Word for word, restate every entry that follows.

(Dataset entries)
··········

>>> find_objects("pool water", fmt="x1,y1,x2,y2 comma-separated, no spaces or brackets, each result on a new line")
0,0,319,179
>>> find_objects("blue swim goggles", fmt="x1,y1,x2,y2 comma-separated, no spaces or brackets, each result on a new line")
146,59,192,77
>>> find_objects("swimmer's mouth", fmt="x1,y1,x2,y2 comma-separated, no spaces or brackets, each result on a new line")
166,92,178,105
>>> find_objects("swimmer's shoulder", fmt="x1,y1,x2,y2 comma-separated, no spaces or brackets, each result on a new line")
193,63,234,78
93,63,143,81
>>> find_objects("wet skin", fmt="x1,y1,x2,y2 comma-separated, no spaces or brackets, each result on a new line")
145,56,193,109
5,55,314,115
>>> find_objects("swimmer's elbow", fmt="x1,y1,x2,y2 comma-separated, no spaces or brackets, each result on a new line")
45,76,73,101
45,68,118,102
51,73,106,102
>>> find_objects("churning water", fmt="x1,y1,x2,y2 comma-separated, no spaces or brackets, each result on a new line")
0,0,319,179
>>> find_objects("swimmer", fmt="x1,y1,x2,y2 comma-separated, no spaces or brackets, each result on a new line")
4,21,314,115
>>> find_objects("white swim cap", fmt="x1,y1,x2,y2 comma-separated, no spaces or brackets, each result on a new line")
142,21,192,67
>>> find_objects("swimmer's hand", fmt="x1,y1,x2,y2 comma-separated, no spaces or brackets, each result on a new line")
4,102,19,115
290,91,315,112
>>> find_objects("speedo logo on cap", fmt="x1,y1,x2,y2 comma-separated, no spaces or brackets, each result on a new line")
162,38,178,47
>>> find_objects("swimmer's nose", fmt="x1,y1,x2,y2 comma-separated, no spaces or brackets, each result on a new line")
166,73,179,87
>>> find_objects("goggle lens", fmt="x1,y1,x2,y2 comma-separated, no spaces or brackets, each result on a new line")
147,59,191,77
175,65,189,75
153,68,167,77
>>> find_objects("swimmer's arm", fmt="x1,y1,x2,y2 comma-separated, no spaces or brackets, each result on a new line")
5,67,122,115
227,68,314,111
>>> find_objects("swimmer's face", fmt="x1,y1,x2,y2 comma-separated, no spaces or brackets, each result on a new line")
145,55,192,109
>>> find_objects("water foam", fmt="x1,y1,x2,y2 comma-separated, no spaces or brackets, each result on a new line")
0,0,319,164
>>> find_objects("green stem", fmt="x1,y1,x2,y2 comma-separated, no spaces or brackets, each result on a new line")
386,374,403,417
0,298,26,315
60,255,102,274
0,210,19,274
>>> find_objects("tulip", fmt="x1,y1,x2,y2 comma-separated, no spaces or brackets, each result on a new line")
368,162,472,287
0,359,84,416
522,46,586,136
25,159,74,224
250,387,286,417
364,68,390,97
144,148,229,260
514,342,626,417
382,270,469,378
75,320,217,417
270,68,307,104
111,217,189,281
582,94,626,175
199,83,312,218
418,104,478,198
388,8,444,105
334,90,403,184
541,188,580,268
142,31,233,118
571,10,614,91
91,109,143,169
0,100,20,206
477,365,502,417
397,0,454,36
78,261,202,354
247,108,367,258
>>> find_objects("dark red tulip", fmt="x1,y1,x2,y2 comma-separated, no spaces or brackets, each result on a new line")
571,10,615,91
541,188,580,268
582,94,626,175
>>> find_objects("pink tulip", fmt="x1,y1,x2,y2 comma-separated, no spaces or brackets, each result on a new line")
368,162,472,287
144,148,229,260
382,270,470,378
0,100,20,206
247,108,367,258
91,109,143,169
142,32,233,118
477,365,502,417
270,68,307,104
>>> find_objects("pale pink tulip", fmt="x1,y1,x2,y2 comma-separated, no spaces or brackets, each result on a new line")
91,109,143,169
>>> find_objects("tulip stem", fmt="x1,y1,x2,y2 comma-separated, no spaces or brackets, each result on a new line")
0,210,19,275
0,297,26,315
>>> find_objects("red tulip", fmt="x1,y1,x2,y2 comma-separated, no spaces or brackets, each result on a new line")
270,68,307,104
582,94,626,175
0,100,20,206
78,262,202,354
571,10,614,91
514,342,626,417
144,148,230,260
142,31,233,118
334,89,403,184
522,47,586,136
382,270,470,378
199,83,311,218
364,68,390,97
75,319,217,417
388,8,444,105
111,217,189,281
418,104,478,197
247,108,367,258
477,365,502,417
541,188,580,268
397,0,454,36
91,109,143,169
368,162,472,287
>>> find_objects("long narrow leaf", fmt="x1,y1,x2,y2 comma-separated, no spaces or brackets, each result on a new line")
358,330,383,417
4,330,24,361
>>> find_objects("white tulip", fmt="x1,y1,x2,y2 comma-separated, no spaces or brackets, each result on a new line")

··········

Response area.
>>> find_objects("pool water", fmt="x1,y1,x2,y2 comma-separated, no spaces or brackets, each result on a new line")
0,0,319,179
>>> find_objects("blue swim goggles", fmt="x1,y1,x2,y2 comma-separated, no spaces or brackets, each result on a new line")
146,59,192,77
>>> find_objects("swimmer's mouth", fmt="x1,y1,x2,y2 comma-separated, no spaces or brackets, each result on a new line")
166,92,178,105
>>> find_objects("swimmer's shoulder", fmt="x1,y1,x2,y2 comma-separated, no spaces or brackets, each result on a new line")
193,63,234,78
93,63,143,81
>>> find_objects("wet skin", fmt="x1,y1,x2,y2 comma-separated, no spaces or brackets, each result on a new line")
145,56,193,109
5,55,314,115
>>> find_objects("swimmer's elbow", fmt="x1,y1,x2,y2 comma-separated, no spaces or brackets, each result on a new line")
45,76,73,101
45,68,118,102
51,73,106,102
>>> find_objects("churning water", fmt="x1,y1,x2,y2 comma-separated, no spaces or brackets, each result on a new line")
0,0,319,179
>>> find_objects("swimmer", fmt="x1,y1,x2,y2 comma-separated, no spaces or brackets, each result on a new line")
4,21,314,115
>>> find_objects("white swim cap", fmt="x1,y1,x2,y2 comma-separated, no spaces or brackets, each result on a new line")
142,21,192,67
>>> find_objects("swimmer's hand", fmt="x1,y1,x2,y2 comma-separated, no spaces or brackets, each result on a new line")
4,102,19,115
290,91,315,112
>>> find_objects("speedo logo on cap", fmt="x1,y1,x2,y2 comma-separated, no spaces or brackets, each result on a new line")
162,38,178,47
>>> find_objects("swimmer's nose", fmt="x1,y1,x2,y2 comma-separated, no spaces or brackets, each result on a new line")
166,73,179,87
>>> find_objects("goggle lens", fmt="x1,y1,x2,y2 comma-separated, no spaces or brackets, each result on a new line")
147,59,191,77
175,65,189,75
153,68,167,77
>>> find_objects("swimmer's arm", fmt="x1,y1,x2,y2 comma-separated, no spaces or brackets, each result on a new line")
5,67,122,115
227,68,314,111
>>> find_objects("swimmer's face", fmt="x1,y1,x2,y2 comma-separated, no spaces or brackets, each result on a new line")
145,55,192,109
>>> find_objects("water foam", fmt="x1,y1,x2,y2 comma-separated, no spaces or brackets, each result on a new line")
0,0,319,164
>>> find_objects("green stem", fmt="x1,y1,x2,y2 comma-separated, no spaces or brackets, each result on a new line")
386,374,403,417
0,298,26,315
60,255,102,274
0,210,19,274
>>> find_objects("tulip", fmt="x1,y1,x2,y2 comma-separated, no spaces or brackets, each result on a new line")
368,162,472,287
0,359,84,416
522,46,586,136
25,159,74,224
250,387,286,417
364,68,390,97
144,148,229,260
514,342,626,417
382,270,469,378
75,320,217,417
270,68,307,104
111,217,189,281
582,94,626,175
199,83,312,218
418,104,478,198
388,8,444,105
334,90,403,184
541,188,580,268
142,31,233,118
571,10,614,91
91,109,143,169
0,100,20,206
477,365,502,417
397,0,454,36
78,261,202,354
247,108,367,258
>>> find_objects("dark red tulip", fmt="x1,y1,x2,y2 comma-separated, no spaces or brackets, each result on a new line")
571,10,615,91
541,188,580,268
582,94,626,175
>>> find_objects("pink tulip", fmt="x1,y1,x2,y2 comma-separated, no spaces or brackets, each result on a new line")
368,162,472,287
144,148,229,260
382,270,470,378
0,100,20,206
247,108,367,258
91,109,143,169
142,32,233,118
477,365,502,417
270,68,307,104
>>> find_objects("pale pink tulip", fmt="x1,y1,x2,y2 comma-separated, no spaces or brackets, each result on a new line")
91,109,143,169
>>> find_objects("tulip stem", fmt="x1,y1,x2,y2 comma-separated, no spaces or brackets, each result on a new line")
0,210,19,275
0,297,26,315
>>> find_objects("red tulip", fmt="x1,y1,x2,y2 comma-separated, no spaces or brackets, each result on a new line")
270,68,307,104
582,94,626,175
0,100,20,206
78,262,202,354
571,10,614,91
514,342,626,417
144,148,230,260
142,31,233,118
334,89,403,184
522,47,586,136
382,270,470,378
199,83,311,218
364,68,390,97
75,319,217,417
388,8,444,105
111,217,189,281
418,104,478,197
247,108,367,258
477,365,502,417
541,188,580,268
397,0,454,36
91,109,143,169
368,162,472,287
>>> find_objects("long narrow leaf", fmt="x1,y1,x2,y2 comma-separated, no spaces or brackets, each result on a new line")
358,330,383,417
4,330,24,361
>>> find_objects("white tulip", fmt="x1,y1,x2,y2 comma-separated, no spaces or brackets, each result on a new line")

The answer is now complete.